▶ [Supplied passage]
Forward-looking statements. Certain statements, other than purely historical information, including estimates, projections, statements relating to our business plans, objectives, and expected operating results, and the assumptions upon which those statements are based, are “forward-looking statements.” These forward-looking statements generally are identified by the words “believes,” “project,” “expects,” “anticipates,” “estimates,” “intends,” “strategy,” “plan,” “may,” “will,” “would,” “will be,” “will continue,” “will likely result,” and similar expressions.  Forward-looking statements are based on current expectations and assumptions that are subject to risks and uncertainties that may cause actual results to differ materially from the forward-looking statements. Our ability to predict results or the actual effect of future plans or strategies is inherently uncertain.  Factors which could have a material adverse affect on our operations and future prospects on a consolidated basis include, but are not limited to: changes in economic conditions, legislative/regulatory changes, availability of capital, interest rates, competition, and generally accepted accounting principles. These risks and uncertainties should also be considered in evaluating forward-looking statements and undue reliance should not be placed on such statements.  Further information concerning our business, including additional factors that could materially affect our financial results, is included herein and in our other filings with the SEC.

 

Overview. We are engaged in the business of developing proprietary casino table games and associated technology and systems for the casino gaming industry. We receive fees in the form of recurring revenues for our intellectual property, technology and services that we provide to land-based, riverboat and cruise ship casinos in the United States and internationally. We group our products into three product categories we classify as “Proprietary Table Games,” “Enhanced Table Systems” and “e-Tables.” Additional information regarding our products and product categories may be found in Note 1 “Description of Business” in Item 1 “Financial Statements” included in this Form 10-Q and on our web site, www.galaxygaming.com. Information found on the web site should not be considered part of this report.

 

Strategy. Our long-term business strategy is designed to capitalize on the opportunities we perceive within the gaming industry. We are an experienced developer of proprietary table games but a relative newcomer to developing and providing advanced electronic table game platforms and e-Tables.  Throughout our history, we have been focused on creating and expanding our base of recurring revenues that we earn on a monthly basis.  Our plan is to continue to increase the recurring revenues we receive by employing the following strategies:

 

1. Expand our inventory of products and technologies to attain a fully comprehensive portfolio;

2. Increase our per unit price point by leveraging our Enhanced Table Systems; and

3. Grow our e-Table business.

▶ [Dataset content]
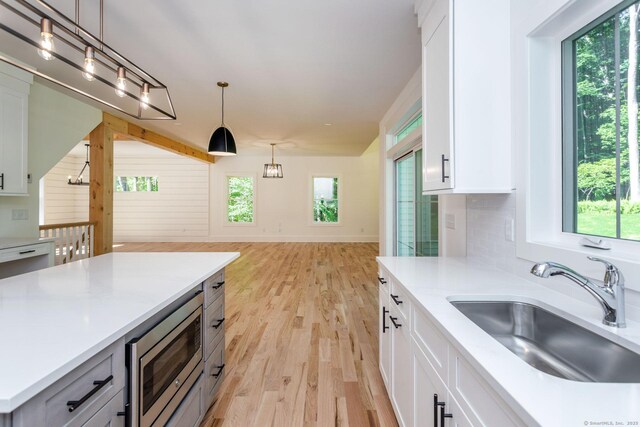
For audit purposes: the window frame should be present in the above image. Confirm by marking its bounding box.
[511,0,640,291]
[222,172,258,227]
[309,173,344,227]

▶ [Your goal] Reproduce the casino gaming filing excerpt starting at "1. Expand our" and ending at "our e-Table business.", substituting "range" for "inventory".

▶ [Exercise result]
1. Expand our range of products and technologies to attain a fully comprehensive portfolio;

2. Increase our per unit price point by leveraging our Enhanced Table Systems; and

3. Grow our e-Table business.